[START OF Data provided]

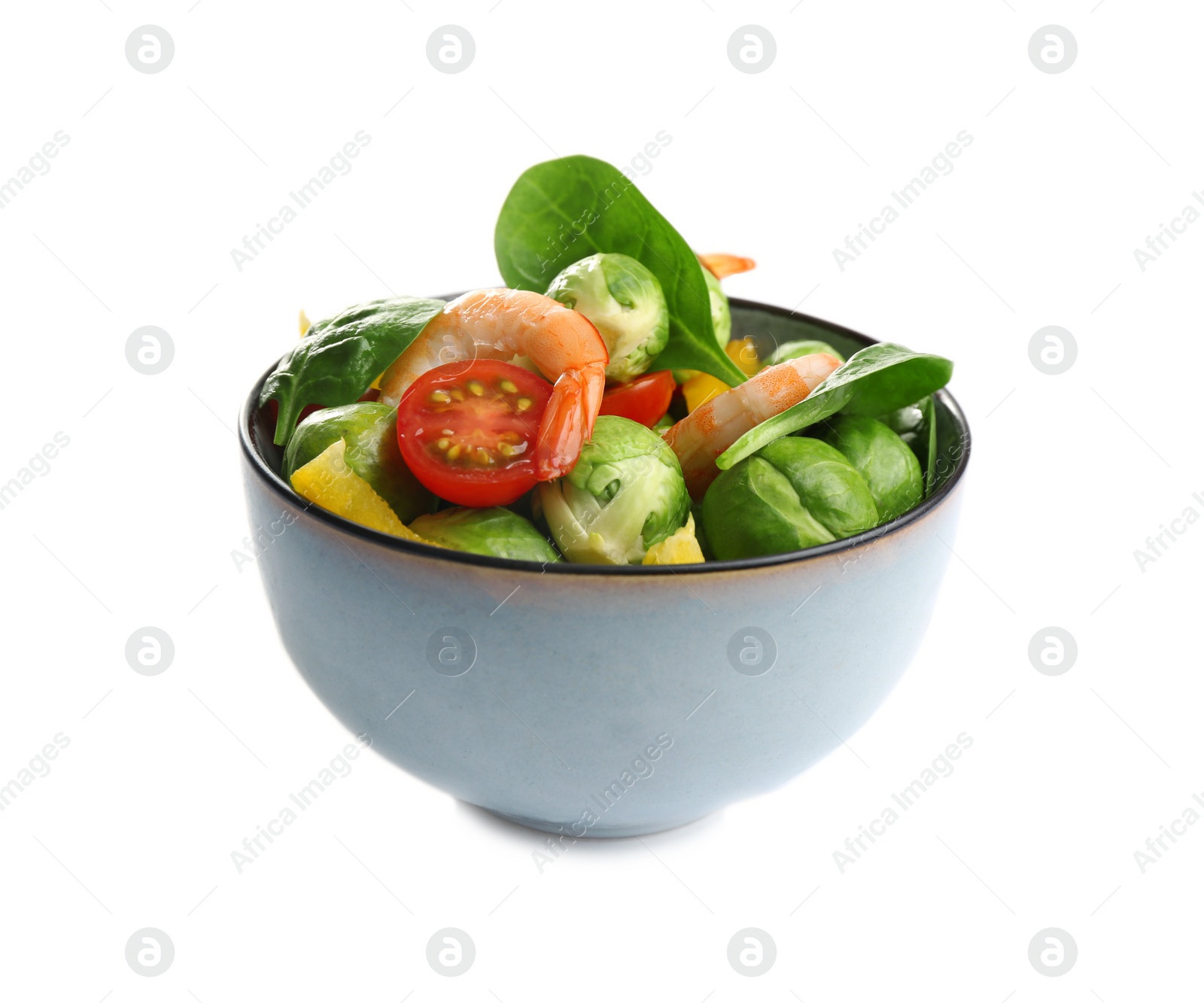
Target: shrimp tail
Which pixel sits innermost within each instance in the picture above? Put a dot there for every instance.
(569, 419)
(722, 265)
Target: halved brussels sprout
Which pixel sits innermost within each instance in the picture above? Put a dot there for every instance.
(370, 431)
(625, 494)
(720, 311)
(624, 300)
(497, 533)
(792, 494)
(882, 457)
(798, 349)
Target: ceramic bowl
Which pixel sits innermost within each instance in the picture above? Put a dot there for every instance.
(604, 701)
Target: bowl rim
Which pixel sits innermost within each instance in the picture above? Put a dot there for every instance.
(275, 482)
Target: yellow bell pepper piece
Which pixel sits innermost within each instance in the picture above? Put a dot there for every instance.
(702, 387)
(327, 481)
(682, 548)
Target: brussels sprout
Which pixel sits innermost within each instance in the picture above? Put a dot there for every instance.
(625, 494)
(720, 312)
(882, 457)
(497, 533)
(792, 494)
(798, 349)
(370, 431)
(624, 300)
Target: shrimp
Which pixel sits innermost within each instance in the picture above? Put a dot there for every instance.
(710, 427)
(503, 324)
(722, 265)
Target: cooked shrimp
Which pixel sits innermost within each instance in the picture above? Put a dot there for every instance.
(501, 324)
(710, 427)
(722, 265)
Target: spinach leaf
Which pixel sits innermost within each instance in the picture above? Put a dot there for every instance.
(561, 211)
(879, 378)
(929, 407)
(339, 358)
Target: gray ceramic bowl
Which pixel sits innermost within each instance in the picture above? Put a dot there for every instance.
(602, 701)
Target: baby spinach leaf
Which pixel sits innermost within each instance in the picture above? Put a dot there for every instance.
(337, 360)
(929, 406)
(561, 211)
(879, 378)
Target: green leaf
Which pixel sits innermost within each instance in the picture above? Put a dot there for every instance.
(561, 211)
(929, 407)
(879, 378)
(337, 360)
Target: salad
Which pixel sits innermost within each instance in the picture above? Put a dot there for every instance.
(597, 409)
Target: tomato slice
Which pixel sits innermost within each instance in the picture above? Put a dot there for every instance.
(644, 399)
(467, 430)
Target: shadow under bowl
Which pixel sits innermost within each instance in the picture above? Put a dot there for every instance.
(604, 701)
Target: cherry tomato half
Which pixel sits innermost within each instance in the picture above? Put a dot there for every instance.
(467, 430)
(644, 399)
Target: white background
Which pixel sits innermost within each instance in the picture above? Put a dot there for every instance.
(136, 519)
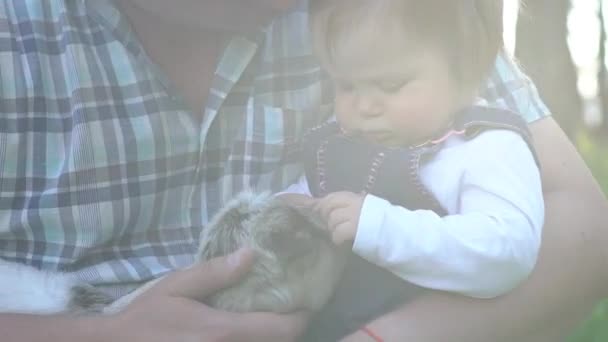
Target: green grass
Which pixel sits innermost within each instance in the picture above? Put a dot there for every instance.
(594, 150)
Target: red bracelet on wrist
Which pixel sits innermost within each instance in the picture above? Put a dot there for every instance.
(371, 334)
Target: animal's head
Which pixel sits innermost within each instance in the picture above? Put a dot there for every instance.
(297, 265)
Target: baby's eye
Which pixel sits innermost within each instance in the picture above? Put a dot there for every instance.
(392, 86)
(345, 86)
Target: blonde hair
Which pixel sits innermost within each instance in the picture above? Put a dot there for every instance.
(469, 32)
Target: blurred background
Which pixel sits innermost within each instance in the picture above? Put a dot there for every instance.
(561, 45)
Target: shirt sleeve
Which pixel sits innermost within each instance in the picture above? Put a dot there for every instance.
(509, 88)
(300, 187)
(485, 248)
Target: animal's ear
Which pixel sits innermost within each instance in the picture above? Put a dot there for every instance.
(303, 204)
(226, 231)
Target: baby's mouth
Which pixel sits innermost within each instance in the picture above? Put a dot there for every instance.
(380, 137)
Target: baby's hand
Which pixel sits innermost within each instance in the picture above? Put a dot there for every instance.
(341, 211)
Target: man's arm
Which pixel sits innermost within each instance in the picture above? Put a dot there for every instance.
(169, 311)
(570, 277)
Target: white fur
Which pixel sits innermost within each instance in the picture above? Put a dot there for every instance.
(248, 220)
(24, 289)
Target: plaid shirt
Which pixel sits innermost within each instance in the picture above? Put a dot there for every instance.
(105, 173)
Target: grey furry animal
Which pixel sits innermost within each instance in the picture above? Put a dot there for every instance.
(297, 266)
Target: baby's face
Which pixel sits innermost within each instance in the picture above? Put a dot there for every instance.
(397, 95)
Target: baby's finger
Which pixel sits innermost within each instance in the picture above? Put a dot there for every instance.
(342, 233)
(336, 218)
(327, 204)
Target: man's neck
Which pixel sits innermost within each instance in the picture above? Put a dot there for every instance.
(188, 55)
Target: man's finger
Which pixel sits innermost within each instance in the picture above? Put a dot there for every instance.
(286, 327)
(206, 278)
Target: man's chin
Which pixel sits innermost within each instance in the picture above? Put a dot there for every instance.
(238, 16)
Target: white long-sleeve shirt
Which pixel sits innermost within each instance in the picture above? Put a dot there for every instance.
(489, 241)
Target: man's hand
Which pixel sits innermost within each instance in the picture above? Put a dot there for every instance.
(172, 310)
(341, 211)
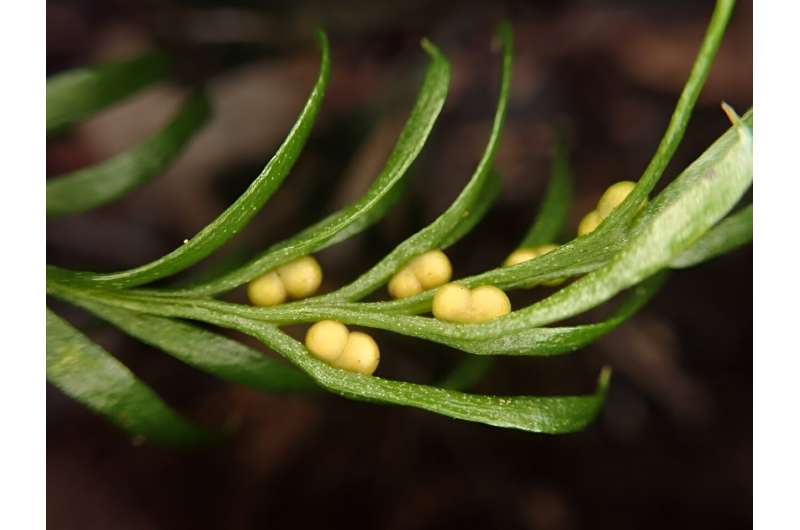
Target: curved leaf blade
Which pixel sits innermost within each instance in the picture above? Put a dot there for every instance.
(546, 415)
(732, 232)
(551, 415)
(207, 351)
(236, 216)
(102, 183)
(87, 373)
(590, 252)
(552, 216)
(412, 138)
(462, 214)
(76, 94)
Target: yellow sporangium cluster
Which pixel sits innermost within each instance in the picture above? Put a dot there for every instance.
(424, 272)
(528, 253)
(456, 303)
(330, 341)
(297, 279)
(613, 197)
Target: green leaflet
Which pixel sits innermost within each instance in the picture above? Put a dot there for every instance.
(552, 216)
(205, 350)
(560, 340)
(102, 183)
(467, 373)
(549, 415)
(88, 374)
(548, 224)
(733, 231)
(76, 94)
(489, 193)
(449, 225)
(328, 231)
(683, 212)
(233, 219)
(532, 342)
(590, 252)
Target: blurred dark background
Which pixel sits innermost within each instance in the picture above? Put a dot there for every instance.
(673, 447)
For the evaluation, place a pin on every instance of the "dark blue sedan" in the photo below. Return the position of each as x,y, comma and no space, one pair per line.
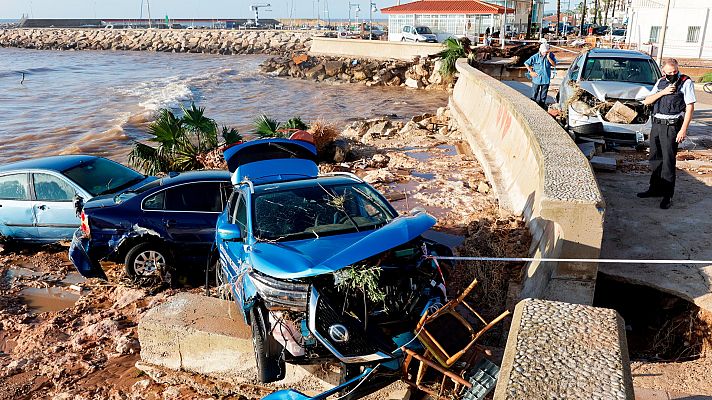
37,196
153,228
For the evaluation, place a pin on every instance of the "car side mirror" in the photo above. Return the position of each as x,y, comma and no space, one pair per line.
230,233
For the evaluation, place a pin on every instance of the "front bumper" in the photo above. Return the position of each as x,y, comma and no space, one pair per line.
79,256
585,125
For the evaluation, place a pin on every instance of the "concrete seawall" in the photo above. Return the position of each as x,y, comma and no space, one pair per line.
166,40
538,172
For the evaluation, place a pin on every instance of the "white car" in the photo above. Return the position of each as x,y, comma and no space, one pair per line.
596,81
418,34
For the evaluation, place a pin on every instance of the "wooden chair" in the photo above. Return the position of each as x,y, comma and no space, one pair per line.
447,335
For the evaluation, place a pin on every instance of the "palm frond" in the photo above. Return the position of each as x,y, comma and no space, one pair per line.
231,135
267,127
294,123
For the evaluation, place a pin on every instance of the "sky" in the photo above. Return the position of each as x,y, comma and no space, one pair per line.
13,9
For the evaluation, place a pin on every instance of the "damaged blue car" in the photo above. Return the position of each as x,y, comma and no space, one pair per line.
321,265
153,228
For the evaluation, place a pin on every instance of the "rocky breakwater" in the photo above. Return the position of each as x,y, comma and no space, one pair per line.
166,40
421,73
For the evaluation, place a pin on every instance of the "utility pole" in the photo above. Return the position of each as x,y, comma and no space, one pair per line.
662,39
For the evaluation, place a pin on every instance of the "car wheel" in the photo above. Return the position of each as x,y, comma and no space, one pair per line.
147,260
268,352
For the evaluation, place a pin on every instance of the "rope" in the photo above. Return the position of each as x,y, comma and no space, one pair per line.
581,260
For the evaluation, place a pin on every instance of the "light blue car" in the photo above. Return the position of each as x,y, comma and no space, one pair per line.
39,197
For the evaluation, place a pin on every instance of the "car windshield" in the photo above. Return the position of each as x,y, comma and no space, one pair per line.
123,196
101,176
319,210
620,70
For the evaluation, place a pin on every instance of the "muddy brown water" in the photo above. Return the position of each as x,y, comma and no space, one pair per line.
100,102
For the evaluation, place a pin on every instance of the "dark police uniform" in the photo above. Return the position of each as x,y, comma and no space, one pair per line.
668,115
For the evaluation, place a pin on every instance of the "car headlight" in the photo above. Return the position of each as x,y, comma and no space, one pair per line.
281,294
582,108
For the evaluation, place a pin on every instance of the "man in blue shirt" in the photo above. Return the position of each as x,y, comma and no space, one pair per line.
539,67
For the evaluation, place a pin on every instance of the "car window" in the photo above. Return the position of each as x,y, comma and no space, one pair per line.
14,187
620,70
155,202
238,213
201,196
52,188
318,210
101,176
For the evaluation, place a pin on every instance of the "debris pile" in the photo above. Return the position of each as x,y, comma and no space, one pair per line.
421,73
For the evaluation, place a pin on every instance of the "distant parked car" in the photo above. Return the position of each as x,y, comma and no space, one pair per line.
599,78
418,34
618,35
37,197
154,227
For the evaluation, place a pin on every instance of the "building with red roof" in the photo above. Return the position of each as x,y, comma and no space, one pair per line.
457,17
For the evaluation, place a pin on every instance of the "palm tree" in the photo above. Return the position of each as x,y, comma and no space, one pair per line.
181,142
268,127
454,49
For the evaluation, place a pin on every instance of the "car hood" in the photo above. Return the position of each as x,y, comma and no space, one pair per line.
616,90
310,257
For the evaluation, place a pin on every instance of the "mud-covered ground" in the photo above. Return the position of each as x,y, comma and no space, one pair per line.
64,337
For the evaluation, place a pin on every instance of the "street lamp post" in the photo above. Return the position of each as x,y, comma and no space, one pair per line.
371,10
352,5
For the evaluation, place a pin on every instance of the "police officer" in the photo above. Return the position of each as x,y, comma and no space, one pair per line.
539,67
673,100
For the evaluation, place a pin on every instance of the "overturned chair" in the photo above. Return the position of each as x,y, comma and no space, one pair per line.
447,336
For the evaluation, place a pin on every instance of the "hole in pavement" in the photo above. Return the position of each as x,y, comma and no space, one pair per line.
659,326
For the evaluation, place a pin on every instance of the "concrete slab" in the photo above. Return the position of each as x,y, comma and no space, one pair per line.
603,163
638,229
207,335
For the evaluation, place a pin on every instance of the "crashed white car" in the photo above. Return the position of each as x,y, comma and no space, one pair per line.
601,94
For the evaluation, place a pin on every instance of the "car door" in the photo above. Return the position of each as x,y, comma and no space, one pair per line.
17,215
233,252
55,216
189,216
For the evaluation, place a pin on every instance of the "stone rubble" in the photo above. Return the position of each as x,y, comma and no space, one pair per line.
421,73
165,40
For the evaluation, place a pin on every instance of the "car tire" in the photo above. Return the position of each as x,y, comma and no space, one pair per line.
268,352
147,260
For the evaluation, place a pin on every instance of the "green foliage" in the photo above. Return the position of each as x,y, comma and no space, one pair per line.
231,135
454,49
266,127
361,278
180,142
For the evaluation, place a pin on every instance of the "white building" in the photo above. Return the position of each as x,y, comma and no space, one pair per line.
457,17
689,27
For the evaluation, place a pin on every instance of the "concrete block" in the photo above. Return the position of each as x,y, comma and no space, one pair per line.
196,333
588,149
603,163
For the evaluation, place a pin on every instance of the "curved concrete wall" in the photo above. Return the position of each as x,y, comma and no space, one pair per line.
538,172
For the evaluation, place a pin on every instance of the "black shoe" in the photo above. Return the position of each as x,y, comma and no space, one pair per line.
649,193
666,203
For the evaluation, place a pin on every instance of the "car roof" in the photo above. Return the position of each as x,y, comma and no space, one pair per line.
299,183
190,176
54,163
617,53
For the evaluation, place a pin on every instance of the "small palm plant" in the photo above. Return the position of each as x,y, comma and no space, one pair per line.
182,143
267,127
454,49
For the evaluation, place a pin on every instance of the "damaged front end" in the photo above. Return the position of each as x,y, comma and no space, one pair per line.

[END OF Data provided]

Job:
Return every line of the data above that contains the string "green", treating case as significant.

Expected answer:
Target: green leaf
Target: green grass
Target: green leaflet
For the evaluation, place a pin on every instance of the "green foliage" in the photo above. Return the position of each as x,y, comma and no space, one pair per line.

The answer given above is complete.